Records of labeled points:
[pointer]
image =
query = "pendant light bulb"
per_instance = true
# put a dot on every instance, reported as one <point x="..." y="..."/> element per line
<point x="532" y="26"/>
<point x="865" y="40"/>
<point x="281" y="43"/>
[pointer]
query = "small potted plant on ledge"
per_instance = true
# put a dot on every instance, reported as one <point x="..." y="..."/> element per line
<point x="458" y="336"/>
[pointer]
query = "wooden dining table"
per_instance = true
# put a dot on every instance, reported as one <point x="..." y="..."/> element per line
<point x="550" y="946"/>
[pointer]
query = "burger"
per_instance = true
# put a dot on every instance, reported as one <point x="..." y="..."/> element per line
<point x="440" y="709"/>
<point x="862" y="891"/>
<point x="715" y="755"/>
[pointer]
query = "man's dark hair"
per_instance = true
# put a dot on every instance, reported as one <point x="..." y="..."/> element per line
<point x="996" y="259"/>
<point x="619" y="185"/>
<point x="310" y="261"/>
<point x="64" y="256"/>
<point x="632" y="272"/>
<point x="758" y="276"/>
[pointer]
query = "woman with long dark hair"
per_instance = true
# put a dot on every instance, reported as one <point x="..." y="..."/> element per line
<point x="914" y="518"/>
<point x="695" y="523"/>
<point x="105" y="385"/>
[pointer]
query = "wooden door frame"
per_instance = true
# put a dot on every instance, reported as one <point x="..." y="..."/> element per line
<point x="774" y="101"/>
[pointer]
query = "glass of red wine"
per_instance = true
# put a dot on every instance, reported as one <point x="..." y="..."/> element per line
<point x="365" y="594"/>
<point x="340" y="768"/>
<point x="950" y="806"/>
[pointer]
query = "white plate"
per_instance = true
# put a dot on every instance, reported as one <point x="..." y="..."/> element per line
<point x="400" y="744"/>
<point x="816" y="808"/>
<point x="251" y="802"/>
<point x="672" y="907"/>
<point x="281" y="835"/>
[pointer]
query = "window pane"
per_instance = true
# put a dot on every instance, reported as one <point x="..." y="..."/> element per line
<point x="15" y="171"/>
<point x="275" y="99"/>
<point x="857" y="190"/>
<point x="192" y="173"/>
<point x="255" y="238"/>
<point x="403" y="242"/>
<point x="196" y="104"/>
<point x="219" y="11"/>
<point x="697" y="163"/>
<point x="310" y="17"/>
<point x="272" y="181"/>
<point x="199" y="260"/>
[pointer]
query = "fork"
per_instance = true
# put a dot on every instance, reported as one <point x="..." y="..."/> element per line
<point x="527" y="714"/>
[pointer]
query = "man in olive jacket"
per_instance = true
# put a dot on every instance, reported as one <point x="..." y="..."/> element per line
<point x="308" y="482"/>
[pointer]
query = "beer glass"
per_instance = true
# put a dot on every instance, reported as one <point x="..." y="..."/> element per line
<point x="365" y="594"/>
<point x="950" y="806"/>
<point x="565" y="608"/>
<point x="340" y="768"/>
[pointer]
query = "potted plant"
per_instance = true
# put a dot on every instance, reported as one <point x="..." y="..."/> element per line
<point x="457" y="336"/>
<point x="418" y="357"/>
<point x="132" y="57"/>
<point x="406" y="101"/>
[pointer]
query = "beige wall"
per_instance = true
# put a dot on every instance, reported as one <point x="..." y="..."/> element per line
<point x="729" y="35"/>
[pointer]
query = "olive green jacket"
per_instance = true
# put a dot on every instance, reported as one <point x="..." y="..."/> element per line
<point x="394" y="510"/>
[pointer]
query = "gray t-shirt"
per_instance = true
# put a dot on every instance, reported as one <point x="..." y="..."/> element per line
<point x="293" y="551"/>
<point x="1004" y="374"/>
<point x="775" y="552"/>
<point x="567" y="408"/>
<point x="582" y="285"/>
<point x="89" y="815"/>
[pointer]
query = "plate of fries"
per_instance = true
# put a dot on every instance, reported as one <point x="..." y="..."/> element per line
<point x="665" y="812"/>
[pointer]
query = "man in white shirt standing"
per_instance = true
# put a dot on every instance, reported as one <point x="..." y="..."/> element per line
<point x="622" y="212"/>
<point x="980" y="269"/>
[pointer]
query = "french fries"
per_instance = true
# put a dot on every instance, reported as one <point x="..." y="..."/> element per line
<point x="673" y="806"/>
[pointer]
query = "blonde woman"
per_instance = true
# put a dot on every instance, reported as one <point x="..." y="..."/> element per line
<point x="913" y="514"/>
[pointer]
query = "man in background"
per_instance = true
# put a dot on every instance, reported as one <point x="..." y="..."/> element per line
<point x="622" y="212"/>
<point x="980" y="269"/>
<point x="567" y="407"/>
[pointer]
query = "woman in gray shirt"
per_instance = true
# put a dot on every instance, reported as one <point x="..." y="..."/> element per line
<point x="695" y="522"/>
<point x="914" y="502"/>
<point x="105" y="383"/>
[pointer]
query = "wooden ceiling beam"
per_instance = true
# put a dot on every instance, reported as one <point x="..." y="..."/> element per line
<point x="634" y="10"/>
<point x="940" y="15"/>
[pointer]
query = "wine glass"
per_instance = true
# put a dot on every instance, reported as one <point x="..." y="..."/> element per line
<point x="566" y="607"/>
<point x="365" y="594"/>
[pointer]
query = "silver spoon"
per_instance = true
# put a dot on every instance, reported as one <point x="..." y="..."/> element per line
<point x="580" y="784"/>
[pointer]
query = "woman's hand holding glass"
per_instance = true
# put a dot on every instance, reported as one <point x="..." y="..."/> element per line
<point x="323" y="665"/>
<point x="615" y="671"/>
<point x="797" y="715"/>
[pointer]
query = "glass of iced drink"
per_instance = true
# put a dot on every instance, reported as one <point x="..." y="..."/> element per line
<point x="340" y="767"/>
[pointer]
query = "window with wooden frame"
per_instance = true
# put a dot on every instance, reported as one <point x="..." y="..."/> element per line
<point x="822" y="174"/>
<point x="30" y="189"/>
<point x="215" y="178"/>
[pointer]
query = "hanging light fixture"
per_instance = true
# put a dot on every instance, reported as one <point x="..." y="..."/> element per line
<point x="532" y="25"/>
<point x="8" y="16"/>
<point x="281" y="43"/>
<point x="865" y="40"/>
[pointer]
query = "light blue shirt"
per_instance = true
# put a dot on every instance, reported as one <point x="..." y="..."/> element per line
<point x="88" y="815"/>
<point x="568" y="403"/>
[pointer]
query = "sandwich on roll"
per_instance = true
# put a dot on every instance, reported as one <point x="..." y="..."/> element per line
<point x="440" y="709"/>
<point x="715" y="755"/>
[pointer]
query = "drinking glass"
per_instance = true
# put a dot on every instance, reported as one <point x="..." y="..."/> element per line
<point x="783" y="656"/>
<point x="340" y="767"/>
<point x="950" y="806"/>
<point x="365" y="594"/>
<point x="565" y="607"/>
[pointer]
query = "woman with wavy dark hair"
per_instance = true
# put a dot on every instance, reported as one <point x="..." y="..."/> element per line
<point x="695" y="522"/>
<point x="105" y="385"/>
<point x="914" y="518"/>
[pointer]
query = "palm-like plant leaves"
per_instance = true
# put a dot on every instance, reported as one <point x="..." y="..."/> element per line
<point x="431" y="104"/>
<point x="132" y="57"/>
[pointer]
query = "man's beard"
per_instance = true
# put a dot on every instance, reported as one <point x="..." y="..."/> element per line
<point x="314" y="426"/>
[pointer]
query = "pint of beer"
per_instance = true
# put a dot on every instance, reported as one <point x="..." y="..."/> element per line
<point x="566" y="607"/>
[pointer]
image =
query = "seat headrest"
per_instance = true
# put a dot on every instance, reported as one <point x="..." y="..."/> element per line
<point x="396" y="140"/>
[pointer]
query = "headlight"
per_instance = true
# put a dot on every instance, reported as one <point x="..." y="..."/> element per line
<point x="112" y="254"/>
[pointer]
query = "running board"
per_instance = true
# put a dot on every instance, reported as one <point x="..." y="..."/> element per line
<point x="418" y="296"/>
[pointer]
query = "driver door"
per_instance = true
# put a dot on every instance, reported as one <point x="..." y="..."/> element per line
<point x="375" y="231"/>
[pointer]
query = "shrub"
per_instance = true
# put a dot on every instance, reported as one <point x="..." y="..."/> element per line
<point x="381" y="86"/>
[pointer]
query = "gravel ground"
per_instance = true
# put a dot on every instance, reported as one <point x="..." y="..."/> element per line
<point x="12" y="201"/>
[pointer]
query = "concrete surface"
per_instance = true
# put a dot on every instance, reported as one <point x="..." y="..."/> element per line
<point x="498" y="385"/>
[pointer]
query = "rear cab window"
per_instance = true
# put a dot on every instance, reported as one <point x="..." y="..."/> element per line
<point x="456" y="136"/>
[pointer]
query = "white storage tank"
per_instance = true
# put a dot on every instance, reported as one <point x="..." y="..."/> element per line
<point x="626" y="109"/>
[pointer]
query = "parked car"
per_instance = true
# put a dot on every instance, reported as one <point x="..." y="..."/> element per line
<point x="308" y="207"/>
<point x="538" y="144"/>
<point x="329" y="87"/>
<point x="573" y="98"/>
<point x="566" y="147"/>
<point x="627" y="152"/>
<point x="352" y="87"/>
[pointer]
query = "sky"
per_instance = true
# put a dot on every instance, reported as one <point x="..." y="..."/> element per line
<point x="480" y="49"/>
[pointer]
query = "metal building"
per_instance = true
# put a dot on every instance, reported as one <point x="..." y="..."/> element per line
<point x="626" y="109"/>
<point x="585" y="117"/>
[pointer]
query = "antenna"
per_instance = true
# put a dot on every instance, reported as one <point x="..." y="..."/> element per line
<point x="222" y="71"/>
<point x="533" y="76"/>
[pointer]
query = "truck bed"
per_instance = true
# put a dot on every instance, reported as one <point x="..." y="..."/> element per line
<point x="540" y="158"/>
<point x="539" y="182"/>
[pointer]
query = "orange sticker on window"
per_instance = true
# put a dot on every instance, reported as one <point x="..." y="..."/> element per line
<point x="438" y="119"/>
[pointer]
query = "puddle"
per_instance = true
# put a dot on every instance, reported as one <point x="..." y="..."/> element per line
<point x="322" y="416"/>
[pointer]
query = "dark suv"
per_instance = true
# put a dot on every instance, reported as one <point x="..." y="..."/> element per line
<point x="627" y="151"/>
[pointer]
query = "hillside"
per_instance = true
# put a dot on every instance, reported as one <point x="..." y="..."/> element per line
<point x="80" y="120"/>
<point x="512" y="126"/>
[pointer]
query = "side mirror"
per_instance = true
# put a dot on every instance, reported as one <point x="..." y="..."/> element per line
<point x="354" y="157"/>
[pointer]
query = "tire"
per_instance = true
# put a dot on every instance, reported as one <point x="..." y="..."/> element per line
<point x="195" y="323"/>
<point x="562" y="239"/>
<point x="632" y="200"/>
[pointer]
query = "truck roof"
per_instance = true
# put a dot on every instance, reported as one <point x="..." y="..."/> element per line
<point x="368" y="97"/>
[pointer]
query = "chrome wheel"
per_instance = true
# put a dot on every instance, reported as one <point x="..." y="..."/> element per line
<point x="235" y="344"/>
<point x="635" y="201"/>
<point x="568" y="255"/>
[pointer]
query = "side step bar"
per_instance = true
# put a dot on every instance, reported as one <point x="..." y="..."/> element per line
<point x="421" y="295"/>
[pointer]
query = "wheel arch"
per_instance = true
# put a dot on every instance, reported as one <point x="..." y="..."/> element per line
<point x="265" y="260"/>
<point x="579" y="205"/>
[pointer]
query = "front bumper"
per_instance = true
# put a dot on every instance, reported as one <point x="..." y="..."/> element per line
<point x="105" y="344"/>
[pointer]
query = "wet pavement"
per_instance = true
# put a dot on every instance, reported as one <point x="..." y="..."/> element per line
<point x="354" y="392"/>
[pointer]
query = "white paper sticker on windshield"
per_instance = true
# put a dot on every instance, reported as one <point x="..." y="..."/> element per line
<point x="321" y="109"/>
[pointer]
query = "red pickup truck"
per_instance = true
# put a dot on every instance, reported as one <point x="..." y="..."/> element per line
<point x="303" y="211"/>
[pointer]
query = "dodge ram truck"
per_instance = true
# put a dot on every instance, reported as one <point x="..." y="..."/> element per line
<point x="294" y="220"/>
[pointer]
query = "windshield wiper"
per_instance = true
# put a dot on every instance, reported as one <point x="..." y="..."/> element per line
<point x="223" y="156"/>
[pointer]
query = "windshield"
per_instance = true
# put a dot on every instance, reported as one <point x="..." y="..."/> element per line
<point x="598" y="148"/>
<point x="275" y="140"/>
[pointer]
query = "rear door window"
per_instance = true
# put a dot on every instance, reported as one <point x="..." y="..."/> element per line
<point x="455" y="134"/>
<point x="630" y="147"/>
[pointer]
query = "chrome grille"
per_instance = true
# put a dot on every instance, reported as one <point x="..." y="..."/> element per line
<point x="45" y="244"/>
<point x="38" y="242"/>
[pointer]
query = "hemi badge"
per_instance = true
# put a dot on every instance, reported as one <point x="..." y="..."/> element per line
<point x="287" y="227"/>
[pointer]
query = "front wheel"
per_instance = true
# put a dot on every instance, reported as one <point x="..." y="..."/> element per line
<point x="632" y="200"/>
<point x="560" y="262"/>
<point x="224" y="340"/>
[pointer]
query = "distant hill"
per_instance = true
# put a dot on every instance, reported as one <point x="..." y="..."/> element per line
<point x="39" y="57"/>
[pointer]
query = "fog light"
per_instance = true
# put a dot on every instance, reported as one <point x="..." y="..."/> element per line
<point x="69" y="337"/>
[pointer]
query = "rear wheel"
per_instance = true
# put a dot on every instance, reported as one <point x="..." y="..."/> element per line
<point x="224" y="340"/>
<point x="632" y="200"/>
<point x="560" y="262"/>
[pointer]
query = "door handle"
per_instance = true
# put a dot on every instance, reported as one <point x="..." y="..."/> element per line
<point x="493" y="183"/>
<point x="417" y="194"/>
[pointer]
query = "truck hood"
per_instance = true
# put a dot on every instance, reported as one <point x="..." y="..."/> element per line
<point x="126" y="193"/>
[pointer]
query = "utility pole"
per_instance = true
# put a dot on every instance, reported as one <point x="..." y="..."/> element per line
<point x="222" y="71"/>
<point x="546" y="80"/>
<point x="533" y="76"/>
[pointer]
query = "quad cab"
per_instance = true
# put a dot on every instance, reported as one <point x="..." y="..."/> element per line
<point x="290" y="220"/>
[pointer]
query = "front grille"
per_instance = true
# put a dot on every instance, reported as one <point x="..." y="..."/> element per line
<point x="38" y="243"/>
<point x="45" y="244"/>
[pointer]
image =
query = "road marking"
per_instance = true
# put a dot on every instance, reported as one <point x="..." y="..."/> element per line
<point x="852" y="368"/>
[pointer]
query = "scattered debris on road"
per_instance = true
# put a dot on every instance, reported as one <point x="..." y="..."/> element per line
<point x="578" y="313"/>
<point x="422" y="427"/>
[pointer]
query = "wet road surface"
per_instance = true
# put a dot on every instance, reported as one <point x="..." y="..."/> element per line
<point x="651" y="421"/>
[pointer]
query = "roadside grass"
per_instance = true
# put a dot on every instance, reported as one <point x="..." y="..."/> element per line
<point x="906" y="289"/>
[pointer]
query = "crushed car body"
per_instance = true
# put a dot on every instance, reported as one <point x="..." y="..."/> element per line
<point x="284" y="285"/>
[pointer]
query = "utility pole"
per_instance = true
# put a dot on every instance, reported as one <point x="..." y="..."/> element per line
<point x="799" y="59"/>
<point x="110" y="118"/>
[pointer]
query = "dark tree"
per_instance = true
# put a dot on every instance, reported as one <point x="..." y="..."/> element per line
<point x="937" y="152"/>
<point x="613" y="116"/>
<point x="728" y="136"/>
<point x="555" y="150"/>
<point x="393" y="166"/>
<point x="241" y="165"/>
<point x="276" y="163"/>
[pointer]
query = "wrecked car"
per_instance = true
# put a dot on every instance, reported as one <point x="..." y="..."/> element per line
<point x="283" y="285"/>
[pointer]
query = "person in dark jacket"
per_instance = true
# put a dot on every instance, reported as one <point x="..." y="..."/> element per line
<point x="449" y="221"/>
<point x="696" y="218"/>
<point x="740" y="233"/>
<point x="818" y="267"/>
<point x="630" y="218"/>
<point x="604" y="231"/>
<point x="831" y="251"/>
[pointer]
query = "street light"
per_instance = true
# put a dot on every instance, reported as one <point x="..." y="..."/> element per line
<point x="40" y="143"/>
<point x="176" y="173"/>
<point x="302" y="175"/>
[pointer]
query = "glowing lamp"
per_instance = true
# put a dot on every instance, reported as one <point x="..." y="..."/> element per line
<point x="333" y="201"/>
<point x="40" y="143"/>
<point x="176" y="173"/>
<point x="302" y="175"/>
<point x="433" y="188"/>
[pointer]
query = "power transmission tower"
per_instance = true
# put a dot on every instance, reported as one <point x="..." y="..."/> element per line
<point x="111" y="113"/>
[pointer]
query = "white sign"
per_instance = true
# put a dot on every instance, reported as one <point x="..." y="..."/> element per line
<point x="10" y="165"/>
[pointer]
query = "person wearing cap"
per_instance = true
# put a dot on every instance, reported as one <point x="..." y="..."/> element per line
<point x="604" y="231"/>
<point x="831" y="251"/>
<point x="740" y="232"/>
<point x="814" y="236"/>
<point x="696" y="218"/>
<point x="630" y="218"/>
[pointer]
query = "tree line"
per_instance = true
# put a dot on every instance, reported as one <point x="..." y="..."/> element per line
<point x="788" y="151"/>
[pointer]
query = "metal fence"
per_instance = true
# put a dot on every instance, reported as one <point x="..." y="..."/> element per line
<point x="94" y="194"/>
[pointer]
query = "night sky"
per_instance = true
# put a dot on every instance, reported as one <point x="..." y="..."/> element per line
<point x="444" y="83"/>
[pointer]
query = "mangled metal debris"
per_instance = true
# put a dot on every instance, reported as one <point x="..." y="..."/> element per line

__PROBLEM__:
Show every line from the records above that holds the word "rear", copying each one in full.

__TASK RESPONSE__:
query = "rear cab window"
query = "rear door window"
query = "rear wheel"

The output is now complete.